== To do ==
According to the passage on predicting primary seal life, why is the lubricating oil's downhole pressure expected to be slightly higher than the mud pressure? Answer in one to three sentences.

*** Opening of Passage for review ***

The method for predicting primary seal life first comprises a calibration step which involves using the pressure transducer 34 to take a baseline pressure measurement P—baseline of the lubricating oil inside the motor subassembly 25 when the primary seal 54 is new and prior to downhole deployment; this baseline pressure measurement is logged in the memory 108 (step 150). This measurement is taken at surface at a known temperature. The lubricating oil pressure is typically purposely set in an initial assembly step at an overpressure that is slightly higher than atmospheric, i.e. Pbaseline>Patm. The MWD tool 20 is then inserted downhole and deployed in a drilling run; because of the pressure compensation device 32, the pressure of the lubricating oil will equilibrate with the downhole mud pressure (because the lubricating oil is generally incompressible, it is expected that the downhole pressure of the lubricating oil will be slightly higher than the mud pressure by an amount equal to the baseline overpressure).

*** Close of Passage for review ***
*** Opening of Given information ***

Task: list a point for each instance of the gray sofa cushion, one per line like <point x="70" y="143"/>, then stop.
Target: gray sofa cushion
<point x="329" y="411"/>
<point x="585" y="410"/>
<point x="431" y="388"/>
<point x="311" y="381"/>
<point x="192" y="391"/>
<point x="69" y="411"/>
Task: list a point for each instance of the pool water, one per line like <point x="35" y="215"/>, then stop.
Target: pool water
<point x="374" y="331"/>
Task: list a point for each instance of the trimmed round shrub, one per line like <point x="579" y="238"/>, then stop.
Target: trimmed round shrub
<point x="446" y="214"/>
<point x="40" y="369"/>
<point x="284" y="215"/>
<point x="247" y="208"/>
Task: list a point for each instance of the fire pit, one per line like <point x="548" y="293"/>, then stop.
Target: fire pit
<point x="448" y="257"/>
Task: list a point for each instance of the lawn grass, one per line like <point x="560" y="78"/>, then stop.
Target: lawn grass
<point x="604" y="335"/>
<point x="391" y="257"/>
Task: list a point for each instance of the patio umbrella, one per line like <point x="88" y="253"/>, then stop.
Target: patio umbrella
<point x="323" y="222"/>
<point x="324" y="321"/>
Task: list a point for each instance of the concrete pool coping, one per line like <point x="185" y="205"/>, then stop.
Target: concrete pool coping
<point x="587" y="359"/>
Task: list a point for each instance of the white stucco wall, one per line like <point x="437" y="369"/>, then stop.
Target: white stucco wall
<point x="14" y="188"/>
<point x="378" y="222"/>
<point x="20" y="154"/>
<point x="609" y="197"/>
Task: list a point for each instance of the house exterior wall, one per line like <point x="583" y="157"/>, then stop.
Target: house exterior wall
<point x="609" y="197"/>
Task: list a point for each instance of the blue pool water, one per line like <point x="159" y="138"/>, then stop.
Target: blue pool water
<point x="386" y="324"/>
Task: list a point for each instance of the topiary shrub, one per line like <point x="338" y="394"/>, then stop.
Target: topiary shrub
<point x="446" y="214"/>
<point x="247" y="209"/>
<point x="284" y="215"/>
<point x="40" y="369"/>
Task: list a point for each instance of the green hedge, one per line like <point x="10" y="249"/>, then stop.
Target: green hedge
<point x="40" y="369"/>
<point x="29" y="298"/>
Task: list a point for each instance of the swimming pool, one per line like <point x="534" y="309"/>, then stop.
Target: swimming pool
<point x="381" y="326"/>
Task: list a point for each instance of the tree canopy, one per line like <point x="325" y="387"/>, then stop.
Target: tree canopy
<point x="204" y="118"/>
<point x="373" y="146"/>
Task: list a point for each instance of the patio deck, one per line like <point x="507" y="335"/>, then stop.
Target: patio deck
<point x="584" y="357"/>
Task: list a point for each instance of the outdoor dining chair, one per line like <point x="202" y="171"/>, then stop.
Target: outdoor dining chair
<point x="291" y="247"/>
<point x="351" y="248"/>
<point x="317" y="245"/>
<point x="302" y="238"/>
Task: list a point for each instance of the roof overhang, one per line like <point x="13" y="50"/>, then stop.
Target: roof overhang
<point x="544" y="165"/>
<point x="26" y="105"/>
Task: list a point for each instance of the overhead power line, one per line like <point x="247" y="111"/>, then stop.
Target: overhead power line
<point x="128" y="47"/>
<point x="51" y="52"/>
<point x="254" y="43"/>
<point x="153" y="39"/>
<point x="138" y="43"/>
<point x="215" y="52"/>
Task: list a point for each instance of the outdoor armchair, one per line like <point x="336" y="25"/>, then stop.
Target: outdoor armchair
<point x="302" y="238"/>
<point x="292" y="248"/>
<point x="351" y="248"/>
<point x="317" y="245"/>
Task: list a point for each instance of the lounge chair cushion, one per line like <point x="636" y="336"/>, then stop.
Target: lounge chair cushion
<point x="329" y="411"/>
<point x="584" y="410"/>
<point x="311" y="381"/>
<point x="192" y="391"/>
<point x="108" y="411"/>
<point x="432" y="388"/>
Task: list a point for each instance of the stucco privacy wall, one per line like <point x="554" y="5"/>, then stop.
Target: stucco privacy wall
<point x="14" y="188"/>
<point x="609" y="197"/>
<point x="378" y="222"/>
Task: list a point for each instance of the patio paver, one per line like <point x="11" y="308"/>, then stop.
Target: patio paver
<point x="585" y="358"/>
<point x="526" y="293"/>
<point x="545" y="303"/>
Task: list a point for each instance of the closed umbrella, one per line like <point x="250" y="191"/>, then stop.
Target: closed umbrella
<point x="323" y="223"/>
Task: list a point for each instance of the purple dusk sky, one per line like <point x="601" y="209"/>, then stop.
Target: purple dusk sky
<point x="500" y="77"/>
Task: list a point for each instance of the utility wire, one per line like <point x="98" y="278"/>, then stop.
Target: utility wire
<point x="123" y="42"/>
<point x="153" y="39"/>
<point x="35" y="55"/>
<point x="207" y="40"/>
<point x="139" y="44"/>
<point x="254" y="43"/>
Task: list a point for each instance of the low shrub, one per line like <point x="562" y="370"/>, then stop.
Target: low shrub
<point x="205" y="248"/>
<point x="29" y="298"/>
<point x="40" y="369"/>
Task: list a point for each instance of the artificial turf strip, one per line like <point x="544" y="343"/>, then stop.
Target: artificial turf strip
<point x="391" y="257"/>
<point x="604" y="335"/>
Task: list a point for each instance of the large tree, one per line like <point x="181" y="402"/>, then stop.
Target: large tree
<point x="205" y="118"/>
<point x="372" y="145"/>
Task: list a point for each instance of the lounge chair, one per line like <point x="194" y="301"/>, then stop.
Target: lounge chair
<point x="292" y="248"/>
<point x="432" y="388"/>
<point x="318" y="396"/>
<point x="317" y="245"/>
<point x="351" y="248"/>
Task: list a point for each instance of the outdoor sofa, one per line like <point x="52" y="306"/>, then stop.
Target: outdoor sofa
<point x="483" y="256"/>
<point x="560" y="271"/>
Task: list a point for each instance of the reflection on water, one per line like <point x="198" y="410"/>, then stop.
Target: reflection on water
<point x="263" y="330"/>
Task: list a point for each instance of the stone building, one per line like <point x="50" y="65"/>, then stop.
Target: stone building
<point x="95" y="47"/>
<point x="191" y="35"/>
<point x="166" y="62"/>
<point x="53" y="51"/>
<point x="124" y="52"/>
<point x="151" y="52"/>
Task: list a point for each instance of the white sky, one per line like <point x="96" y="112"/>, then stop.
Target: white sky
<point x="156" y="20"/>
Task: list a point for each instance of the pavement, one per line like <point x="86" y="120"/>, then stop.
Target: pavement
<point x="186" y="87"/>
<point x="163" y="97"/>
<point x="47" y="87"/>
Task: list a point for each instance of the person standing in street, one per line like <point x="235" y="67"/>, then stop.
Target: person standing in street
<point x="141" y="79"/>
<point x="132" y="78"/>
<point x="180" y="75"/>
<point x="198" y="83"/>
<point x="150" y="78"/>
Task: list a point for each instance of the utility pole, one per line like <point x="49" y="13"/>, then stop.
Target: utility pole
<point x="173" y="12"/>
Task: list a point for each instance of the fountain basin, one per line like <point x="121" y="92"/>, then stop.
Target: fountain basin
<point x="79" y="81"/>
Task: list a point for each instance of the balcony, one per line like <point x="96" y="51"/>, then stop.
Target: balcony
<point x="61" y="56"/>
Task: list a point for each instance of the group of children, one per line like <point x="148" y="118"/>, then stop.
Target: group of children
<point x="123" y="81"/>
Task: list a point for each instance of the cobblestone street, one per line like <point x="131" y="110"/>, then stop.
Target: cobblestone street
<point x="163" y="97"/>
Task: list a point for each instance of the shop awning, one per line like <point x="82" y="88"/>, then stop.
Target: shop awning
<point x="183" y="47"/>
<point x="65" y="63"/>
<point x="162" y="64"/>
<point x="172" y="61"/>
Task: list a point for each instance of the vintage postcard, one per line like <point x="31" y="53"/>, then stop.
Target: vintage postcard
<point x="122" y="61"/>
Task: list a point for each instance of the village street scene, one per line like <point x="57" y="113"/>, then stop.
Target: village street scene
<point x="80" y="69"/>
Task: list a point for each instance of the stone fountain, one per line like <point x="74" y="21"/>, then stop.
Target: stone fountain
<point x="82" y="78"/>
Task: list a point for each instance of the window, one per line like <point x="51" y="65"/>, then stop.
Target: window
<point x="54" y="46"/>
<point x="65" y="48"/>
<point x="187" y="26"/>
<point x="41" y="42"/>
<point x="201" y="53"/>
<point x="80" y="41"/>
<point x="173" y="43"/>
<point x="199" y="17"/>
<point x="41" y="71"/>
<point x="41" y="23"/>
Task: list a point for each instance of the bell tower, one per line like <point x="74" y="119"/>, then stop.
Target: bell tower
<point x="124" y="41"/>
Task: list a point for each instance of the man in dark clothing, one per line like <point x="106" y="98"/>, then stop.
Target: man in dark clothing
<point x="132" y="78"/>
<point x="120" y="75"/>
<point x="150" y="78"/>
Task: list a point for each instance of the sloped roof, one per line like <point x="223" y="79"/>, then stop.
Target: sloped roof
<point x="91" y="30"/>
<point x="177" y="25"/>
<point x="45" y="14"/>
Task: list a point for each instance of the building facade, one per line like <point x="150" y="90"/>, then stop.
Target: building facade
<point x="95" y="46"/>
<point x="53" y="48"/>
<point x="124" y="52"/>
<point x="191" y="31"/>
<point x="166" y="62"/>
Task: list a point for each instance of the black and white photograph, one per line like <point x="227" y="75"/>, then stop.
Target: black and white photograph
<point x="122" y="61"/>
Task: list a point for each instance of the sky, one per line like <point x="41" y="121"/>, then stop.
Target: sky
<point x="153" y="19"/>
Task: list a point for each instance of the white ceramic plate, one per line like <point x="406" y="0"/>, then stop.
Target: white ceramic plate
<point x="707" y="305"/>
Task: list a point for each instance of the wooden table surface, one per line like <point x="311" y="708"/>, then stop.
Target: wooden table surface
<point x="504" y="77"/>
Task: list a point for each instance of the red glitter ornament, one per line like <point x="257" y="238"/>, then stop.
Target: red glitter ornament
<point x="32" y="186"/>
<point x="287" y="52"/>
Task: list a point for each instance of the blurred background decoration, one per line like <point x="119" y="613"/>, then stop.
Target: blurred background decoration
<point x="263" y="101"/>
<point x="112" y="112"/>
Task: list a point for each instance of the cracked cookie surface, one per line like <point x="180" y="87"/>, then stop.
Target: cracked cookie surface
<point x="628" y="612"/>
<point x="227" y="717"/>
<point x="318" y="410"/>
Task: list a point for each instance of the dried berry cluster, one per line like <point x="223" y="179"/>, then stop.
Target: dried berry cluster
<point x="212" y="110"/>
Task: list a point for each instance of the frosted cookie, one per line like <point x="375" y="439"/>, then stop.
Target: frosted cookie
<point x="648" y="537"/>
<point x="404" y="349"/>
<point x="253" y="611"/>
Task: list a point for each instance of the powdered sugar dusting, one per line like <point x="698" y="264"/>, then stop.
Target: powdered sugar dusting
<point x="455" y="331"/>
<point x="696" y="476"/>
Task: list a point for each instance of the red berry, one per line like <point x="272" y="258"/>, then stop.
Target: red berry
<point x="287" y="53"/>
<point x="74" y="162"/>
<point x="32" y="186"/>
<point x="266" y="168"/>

*** Close of Given information ***

== Answer space ==
The pressure compensation device makes the lubricating oil's pressure equilibrate with the downhole mud pressure. Because the lubricating oil is generally incompressible, it is expected to stay above the mud pressure by the baseline overpressure set during initial assembly, when the oil was set slightly above atmospheric pressure.